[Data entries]
———

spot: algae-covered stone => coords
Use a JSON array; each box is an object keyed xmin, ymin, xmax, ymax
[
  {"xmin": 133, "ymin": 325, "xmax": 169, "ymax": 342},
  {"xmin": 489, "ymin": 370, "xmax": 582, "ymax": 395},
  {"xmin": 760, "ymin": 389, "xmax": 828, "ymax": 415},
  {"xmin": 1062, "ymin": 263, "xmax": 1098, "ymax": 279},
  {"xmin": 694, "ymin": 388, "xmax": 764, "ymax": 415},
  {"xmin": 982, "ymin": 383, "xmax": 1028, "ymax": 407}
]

———

• Directions
Reproduce each item above verbatim, keeping every line and character unchanged.

• Task solution
spot: algae-covered stone => coords
Use a JSON array; each box is an object keyed xmin, ymin, xmax, ymax
[
  {"xmin": 133, "ymin": 325, "xmax": 169, "ymax": 342},
  {"xmin": 489, "ymin": 370, "xmax": 582, "ymax": 395},
  {"xmin": 760, "ymin": 389, "xmax": 828, "ymax": 415},
  {"xmin": 1062, "ymin": 263, "xmax": 1098, "ymax": 279},
  {"xmin": 694, "ymin": 388, "xmax": 764, "ymax": 415},
  {"xmin": 982, "ymin": 383, "xmax": 1028, "ymax": 407}
]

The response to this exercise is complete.